◆ **Selected passage**:
+ + + + + + +
You can prevent this type of CSRF attack if the
server at mybank avoids the use of HTTP GET
requests to initiate changes and, instead, uses only POST requests to initiate changes.
A technique for
preventing CSRF attacks that mashup servers often use is to require each HTTP
request to include a request-specific token to be transmitted to the server
with each POST and GET
request.
JavaScript Object Notation (JSON) is a data
construct that adheres to the syntax of the JavaScript programming language.
Therefore, JSON data can be processed by almost any standard JavaScript
function or statement. In particular, the eval()
function can be used and often is used to process JSON data.
Listing 4 is a simple example of a block of JSON data.
Listing 4. Example of a block of JSON data
[
{
name: "object1",
message: "Greetings from object1",
},
{
name: "object2",
message: "Greetings from object2"
},
{
name: "object3",
message: "Greetings from object3"
code: alert("This will be executed when evaluated!")
},
{
name: "object4",
message: "Greetings from object4"
},
{
name: "object5",
message: "Greetings from object5"
}
]
|
When
the JSON data illustrated above is evaluated, the JavaScript instructions
embedded in the object named object3 are executed.
This feature is often exploited by mashup servers and mashup applications to
use JSON as the data format for responses transmitted back from a server to
the browser for XMLHttpRequest object requests.
However, this mechanism also presents some significant security
vulnerabilities.
As stated above, any JavaScript instructions embedded
within a JSON data block are executed immediately as the data block is
interpreted. The JavaScript language's eval()
function is often used to process JSON data, as shown in the following
example:
var jsonObject = eval('(' + httpReqResponse + ')');
|
Instructions
embedded in a JSON data block and processed by the eval() function are executed immediately. If the data contains
malicious code, sensitive data on the mashup page can fall into the wrong
hands. Also, the malicious code can gain control of the mashup page.
There are several techniques for averting JSON data exploits, including:
- Preceding a block of JSON data with an endless
whileloop - Wrapping a block of JSON data in JavaScript comments
- Avoiding use of the
eval()function to process a block of JSON data
Listing 5 provides an example of preceding a block
of JSON data with a while(1); statement. When using
this technique, the while(1); statement must be
stripped at the client before using the JSON data to avoid an endless loop.
Listing 5. Example of a block of JSON data wrapped in a while loop
while(1);
[
{
name: "object1",
message: "Greetings from object1",
},
{
name: "object2",
message: "Greetings from object2"
},
{
name: "object3",
message: "Greetings from object3"
code: alert("This will be executed when evaluated!")
},
{
name: "object4",
message: "Greetings from object4"
},
{
name: "object5",
message: "Greetings from object5"
}
]
|
You
can use the JSON.parse() function that the JSON
libraries provide (see Resources) in place of the
standard eval() function. Listing
6 provides an example of processing JSON data with the use of the JSON.parse() function.
Listing 6. Example of the JSON.parse function
<script type="text/javascript" src="js/json2.js"></script> var jsonObject = JSON.parse(httpReqResponse); |
Listing 7 shows a block of JSON data wrapped between JavaScript comments. The comments must be stripped at the client before using the JSON data.
Listing 7. Example of a block of JSON data wrapped in JavaScript comments
/*
[
{
name: "object1",
message: "Greetings from object1",
},
{
name: "object2",
message: "Greetings from object2"
+ + + + + + +
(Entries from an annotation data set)
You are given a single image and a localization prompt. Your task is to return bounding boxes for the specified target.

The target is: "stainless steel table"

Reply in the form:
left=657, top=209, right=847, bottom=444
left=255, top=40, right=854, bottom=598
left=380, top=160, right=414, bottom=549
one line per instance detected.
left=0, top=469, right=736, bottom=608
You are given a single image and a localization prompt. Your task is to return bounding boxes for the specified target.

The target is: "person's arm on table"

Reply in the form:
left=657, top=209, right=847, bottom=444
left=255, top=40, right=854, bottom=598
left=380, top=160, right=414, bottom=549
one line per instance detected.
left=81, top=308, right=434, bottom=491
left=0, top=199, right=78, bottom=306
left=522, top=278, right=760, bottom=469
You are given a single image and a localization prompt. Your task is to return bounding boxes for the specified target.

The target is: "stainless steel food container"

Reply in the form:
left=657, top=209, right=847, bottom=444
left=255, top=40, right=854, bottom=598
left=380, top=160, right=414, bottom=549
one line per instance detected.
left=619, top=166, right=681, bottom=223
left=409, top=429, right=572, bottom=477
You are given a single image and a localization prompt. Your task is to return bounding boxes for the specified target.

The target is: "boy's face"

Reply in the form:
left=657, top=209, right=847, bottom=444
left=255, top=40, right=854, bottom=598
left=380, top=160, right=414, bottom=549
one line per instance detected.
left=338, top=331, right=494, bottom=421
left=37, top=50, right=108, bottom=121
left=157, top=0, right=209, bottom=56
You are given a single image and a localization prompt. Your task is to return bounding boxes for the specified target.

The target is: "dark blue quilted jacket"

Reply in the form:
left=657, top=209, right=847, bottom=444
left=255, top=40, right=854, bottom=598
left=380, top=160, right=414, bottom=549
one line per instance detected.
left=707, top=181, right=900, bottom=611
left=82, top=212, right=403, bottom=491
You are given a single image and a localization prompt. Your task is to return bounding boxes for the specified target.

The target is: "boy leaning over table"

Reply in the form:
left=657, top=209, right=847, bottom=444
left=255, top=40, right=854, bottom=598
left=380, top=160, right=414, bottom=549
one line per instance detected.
+ + + + + + +
◆ **Short problem 1**:
Answer these questions using the passage on CSRF and JSON security.
(a) What type of HTTP request should the server at mybank avoid using to initiate changes?
(b) In Listing 4, which object has embedded JavaScript instructions that run when the JSON data is evaluated?
(c) What function from the JSON libraries can be used in place of the standard eval() function?
◆ **Short problem 2**: Substitute "weaknesses" for "vulnerabilities" in everything from "However, this mechanism" down to "JavaScript language's eval()" in the passage on CSRF and JSON security. Give that whole stretch with the change.

◆ **Correct output 1**:
(a) HTTP GET requests
(b) object3
(c) JSON.parse()

◆ **Correct output 2**:
However, this mechanism also presents some significant security
weaknesses.
As stated above, any JavaScript instructions embedded
within a JSON data block are executed immediately as the data block is
interpreted. The JavaScript language's eval()